* **TASK DIRECTIONS**: Everything from the line with "Find the floodwater" to the end of the data should be restated word for word, and nothing before it.

Dataset rows:
* * *
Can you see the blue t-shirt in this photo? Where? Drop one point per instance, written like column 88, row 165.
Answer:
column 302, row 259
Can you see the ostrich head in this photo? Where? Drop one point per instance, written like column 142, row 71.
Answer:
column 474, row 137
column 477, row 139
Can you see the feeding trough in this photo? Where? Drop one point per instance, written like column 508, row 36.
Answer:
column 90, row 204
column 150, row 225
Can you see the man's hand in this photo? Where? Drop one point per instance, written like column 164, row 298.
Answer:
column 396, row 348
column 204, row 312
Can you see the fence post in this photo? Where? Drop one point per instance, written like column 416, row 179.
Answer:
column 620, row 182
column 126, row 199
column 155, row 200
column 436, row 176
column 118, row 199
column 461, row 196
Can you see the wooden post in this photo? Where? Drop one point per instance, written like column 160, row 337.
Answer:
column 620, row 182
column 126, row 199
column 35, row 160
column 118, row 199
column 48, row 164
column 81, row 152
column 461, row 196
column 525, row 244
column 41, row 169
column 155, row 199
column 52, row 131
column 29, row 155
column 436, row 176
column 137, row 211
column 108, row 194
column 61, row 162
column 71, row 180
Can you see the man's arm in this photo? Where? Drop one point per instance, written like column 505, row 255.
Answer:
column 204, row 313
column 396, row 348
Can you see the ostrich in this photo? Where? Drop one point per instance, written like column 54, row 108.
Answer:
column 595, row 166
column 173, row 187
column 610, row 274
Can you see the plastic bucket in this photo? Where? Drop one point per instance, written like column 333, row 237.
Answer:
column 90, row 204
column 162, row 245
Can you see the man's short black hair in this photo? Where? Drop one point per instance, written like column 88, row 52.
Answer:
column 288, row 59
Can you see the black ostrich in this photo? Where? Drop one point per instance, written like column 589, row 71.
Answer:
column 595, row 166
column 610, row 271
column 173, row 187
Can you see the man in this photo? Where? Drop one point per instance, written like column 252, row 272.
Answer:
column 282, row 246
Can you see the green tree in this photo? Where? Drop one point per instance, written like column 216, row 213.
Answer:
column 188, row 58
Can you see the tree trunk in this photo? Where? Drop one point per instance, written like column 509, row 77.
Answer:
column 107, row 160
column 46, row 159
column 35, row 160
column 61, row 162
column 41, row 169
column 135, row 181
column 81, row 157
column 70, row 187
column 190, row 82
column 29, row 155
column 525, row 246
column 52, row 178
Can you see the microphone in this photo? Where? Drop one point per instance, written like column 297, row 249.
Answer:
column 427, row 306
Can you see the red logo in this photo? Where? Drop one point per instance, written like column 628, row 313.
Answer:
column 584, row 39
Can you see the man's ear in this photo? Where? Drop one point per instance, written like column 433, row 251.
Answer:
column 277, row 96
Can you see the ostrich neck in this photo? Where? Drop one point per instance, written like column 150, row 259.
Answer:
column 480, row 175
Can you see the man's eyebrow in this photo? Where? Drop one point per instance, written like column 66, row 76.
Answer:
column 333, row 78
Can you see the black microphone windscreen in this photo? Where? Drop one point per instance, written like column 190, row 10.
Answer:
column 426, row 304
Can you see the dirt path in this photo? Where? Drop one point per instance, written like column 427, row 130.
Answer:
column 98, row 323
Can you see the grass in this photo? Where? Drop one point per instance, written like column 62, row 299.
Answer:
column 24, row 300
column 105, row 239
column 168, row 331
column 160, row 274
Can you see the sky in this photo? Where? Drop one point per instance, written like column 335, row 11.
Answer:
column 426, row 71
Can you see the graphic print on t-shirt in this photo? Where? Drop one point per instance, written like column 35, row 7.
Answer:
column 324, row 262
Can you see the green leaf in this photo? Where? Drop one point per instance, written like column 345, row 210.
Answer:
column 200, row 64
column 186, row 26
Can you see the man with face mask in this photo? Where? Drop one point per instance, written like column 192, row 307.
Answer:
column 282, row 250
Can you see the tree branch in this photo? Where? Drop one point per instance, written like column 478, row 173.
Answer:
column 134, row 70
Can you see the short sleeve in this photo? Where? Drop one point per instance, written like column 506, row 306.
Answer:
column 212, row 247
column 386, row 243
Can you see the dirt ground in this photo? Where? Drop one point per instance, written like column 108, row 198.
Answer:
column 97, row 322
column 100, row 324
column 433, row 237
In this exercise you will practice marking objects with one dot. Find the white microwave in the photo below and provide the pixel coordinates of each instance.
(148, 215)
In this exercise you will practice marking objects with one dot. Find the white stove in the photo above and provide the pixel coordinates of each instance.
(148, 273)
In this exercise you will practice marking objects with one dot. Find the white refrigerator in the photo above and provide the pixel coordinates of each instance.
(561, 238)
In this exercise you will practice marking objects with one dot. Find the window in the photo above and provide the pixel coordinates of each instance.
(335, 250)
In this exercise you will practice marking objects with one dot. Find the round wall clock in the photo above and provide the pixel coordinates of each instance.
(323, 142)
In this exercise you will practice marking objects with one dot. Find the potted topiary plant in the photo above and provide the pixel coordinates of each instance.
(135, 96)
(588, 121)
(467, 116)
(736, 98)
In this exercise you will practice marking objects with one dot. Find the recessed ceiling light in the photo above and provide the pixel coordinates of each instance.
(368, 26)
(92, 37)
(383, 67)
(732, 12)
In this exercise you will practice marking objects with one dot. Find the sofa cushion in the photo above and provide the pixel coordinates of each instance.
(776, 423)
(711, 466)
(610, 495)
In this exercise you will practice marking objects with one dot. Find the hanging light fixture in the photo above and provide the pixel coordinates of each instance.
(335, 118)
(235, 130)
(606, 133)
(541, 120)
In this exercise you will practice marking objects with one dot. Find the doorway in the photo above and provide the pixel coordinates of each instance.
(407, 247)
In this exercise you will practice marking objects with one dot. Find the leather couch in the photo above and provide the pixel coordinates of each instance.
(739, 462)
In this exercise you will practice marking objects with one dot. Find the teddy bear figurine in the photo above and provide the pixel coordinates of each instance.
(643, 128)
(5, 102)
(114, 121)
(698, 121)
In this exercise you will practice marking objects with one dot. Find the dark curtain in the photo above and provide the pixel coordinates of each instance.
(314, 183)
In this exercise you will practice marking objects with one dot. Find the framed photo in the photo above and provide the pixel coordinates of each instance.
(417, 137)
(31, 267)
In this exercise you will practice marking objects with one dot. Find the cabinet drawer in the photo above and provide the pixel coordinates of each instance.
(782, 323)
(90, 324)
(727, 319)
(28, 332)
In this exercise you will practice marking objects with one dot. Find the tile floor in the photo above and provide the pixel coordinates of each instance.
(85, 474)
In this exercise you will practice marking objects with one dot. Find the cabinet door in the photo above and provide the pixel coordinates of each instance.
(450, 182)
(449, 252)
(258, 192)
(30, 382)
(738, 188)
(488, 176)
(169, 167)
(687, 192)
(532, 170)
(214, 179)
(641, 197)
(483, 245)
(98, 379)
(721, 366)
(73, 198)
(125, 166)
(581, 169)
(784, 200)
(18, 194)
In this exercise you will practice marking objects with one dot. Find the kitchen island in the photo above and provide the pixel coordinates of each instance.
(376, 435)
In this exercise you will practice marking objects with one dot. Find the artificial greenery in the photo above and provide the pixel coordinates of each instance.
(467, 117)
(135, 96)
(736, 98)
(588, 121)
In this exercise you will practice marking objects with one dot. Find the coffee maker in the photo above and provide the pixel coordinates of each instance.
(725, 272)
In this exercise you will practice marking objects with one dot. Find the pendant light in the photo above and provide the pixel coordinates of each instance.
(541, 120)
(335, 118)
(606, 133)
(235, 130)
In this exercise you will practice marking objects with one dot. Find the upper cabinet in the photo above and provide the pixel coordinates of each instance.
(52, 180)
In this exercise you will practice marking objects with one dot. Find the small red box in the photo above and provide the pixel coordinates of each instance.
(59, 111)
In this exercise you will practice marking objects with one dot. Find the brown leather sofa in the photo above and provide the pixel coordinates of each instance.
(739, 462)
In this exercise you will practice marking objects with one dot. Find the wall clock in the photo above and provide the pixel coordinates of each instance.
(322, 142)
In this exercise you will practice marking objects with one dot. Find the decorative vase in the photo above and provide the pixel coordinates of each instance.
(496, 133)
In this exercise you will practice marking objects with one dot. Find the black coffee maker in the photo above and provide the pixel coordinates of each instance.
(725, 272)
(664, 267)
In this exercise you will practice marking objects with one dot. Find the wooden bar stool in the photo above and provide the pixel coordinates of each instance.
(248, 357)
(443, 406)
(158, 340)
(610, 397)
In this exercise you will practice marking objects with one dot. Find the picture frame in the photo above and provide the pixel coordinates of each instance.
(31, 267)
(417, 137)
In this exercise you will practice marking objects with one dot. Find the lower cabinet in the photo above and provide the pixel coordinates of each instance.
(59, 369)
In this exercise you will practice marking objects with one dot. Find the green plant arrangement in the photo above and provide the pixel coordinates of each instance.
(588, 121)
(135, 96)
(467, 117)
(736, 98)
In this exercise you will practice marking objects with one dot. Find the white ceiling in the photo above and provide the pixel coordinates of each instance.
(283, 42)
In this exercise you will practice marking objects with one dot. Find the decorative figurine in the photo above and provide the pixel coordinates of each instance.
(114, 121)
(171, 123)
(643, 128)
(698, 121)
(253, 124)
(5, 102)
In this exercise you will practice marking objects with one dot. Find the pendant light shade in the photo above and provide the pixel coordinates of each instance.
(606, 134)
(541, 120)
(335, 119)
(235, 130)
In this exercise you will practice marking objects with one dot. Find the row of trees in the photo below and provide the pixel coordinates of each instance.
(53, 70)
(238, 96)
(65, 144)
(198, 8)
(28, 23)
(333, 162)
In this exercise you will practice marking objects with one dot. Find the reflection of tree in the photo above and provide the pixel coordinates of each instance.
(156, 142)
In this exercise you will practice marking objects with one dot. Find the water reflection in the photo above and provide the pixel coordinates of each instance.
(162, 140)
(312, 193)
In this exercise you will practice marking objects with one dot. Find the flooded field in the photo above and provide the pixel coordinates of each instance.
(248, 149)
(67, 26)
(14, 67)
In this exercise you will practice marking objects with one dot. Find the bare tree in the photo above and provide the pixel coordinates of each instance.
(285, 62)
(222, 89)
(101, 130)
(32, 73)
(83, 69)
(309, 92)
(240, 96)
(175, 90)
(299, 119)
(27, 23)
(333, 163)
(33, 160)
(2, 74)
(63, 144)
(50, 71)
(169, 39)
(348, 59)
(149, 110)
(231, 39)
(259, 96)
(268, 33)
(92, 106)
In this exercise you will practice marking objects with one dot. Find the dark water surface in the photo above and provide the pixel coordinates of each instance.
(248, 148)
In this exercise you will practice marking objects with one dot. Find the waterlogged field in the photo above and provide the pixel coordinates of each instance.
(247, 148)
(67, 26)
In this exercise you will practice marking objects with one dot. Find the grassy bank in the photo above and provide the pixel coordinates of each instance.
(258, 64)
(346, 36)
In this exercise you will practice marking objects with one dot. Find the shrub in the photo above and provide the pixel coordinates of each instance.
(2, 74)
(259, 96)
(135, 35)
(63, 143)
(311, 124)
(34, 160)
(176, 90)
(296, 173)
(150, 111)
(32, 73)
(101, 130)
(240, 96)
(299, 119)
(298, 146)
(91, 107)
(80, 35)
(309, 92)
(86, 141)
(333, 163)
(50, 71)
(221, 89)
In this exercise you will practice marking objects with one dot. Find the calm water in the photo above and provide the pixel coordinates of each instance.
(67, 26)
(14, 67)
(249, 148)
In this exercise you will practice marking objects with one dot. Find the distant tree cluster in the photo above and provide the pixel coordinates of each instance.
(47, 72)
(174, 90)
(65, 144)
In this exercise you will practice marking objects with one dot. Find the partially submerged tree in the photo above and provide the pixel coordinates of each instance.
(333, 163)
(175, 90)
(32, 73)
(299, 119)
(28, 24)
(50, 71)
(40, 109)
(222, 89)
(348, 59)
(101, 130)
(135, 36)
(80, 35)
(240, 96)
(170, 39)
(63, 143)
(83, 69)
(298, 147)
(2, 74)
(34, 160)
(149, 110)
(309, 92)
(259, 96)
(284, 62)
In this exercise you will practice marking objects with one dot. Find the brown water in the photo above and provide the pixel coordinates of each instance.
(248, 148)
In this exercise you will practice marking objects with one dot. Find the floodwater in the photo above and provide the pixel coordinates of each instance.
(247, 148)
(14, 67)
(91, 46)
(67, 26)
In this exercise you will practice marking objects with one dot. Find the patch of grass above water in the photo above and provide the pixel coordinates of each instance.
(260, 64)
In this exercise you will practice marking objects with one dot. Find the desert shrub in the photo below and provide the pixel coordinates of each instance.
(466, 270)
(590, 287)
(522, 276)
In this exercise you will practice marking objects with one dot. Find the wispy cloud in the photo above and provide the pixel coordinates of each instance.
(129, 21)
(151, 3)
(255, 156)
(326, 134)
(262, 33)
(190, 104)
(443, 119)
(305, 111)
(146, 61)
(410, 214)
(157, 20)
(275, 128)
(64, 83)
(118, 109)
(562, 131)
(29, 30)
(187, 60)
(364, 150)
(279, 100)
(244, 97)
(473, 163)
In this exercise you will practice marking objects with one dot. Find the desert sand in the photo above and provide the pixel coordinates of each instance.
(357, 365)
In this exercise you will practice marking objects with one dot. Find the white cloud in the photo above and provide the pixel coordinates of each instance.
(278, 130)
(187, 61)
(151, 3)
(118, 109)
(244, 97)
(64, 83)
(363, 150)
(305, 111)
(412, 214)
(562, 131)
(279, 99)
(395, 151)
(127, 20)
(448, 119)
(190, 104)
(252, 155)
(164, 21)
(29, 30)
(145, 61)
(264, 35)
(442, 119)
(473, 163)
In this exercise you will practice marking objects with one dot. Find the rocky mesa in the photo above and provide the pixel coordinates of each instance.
* * *
* **EXERCISE ANSWER**:
In this exercise you will practice marking objects with one dot. Find the floodwater in the photo above and provide the pixel coordinates of each instance.
(247, 148)
(14, 67)
(91, 46)
(67, 26)
In this exercise you will practice marking objects with one dot. Find the patch of grass above water in the photo above and provide the pixel coordinates of each instance.
(260, 64)
In this exercise you will practice marking objects with one dot. Find the desert shrub in the photo below and provide the pixel coordinates of each instance.
(466, 270)
(590, 287)
(522, 276)
In this exercise you will practice marking objects with one dot. Find the wispy cloud in the photo above and provide the pixel coordinates of each instance.
(129, 21)
(151, 3)
(255, 156)
(326, 134)
(262, 33)
(190, 104)
(443, 119)
(305, 111)
(146, 61)
(410, 214)
(157, 20)
(275, 128)
(64, 83)
(118, 109)
(562, 131)
(29, 30)
(187, 60)
(364, 150)
(279, 100)
(244, 97)
(473, 163)
In this exercise you will practice marking objects with one dot. Find the desert sand in the photo above and provide the pixel coordinates of each instance.
(357, 365)
In this exercise you will practice marking objects with one dot. Find the white cloud in the photo above and provide the pixel coordinates of each instance.
(278, 130)
(187, 61)
(151, 3)
(118, 109)
(244, 97)
(64, 83)
(363, 150)
(305, 111)
(412, 214)
(562, 131)
(279, 99)
(395, 151)
(127, 20)
(448, 119)
(190, 104)
(252, 155)
(164, 21)
(29, 30)
(145, 61)
(264, 35)
(442, 119)
(473, 163)
In this exercise you will practice marking objects with one dot. Find the rocky mesa in the photo above and provide the pixel coordinates of each instance.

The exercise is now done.